Task brief:
Repeat nothing but the lines below running from the one containing "Target: white tail feather" to the one containing "the gray wooden". Keep both end lines.

Information given:
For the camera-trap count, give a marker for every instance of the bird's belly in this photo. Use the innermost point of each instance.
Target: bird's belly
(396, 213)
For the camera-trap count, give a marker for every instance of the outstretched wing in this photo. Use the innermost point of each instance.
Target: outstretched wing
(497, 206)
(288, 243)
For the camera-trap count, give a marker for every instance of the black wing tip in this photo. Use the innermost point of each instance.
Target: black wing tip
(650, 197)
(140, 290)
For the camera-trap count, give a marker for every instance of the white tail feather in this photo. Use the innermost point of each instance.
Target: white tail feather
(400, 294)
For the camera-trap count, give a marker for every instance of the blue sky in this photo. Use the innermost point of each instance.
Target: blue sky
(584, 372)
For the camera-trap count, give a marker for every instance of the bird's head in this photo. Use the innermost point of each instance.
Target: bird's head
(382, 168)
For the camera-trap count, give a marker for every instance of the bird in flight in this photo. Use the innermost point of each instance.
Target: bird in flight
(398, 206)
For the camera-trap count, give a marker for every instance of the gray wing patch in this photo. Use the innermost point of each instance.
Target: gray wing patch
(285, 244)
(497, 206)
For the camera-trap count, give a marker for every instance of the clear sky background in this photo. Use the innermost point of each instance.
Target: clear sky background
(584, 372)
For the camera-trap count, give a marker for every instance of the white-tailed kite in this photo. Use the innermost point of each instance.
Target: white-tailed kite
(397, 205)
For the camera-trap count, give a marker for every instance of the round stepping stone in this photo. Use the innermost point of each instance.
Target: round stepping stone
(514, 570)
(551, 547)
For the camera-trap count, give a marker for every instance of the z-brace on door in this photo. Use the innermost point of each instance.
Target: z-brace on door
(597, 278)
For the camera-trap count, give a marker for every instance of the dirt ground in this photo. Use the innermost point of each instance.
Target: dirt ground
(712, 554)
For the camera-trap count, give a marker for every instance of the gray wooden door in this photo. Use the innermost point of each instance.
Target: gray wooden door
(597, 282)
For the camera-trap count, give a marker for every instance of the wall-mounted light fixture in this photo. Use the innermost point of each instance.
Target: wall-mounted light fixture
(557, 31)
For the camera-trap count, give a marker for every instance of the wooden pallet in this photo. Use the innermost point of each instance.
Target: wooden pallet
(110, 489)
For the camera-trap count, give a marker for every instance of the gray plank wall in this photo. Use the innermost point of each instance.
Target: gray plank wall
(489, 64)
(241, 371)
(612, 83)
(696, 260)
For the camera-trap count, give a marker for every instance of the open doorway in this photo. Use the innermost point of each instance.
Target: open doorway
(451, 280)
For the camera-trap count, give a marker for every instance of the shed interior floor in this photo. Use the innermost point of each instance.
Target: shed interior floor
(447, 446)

Output below:
Target: white tail feather
(400, 294)
For the camera-trap count, give a marker for every instance of the blue sky in this photo. Use the innermost point of each instance.
Target: blue sky
(584, 372)
For the camera-trap count, give a marker for every instance of the bird's head in this photo. Use the innermost point of each instance.
Target: bird's head
(382, 168)
For the camera-trap count, give a marker for every instance of the bird in flight in this photo. Use the innermost point of each instance.
Target: bird in flight
(398, 206)
For the camera-trap count, give a marker for every instance of the gray wing patch in this photo. Use the innermost point of each instance.
Target: gray wing patch
(285, 244)
(497, 206)
For the camera-trap count, give a marker for every instance of the clear sky background in this photo. Use the innermost point of each instance.
Target: clear sky background
(584, 372)
For the camera-trap count, give a marker for every instance of the white-tailed kite in this photo. Use the innermost point of each instance.
Target: white-tailed kite
(397, 205)
For the camera-trap count, give a marker for every instance of the round stepping stone in this photo. Use the innermost point of each instance.
Target: round stepping stone
(514, 570)
(551, 547)
For the camera-trap count, give a marker for every instance of the z-brace on door in this photo. Use the innermost point of each instance.
Target: z-brace on door
(597, 278)
For the camera-trap count, give a marker for every instance of the dirt ground in this photo. Use the innermost point of each instance.
Target: dirt ground
(712, 554)
For the camera-trap count, give a marker for every instance of the gray wooden door in this photo. Use the innermost point of each instance.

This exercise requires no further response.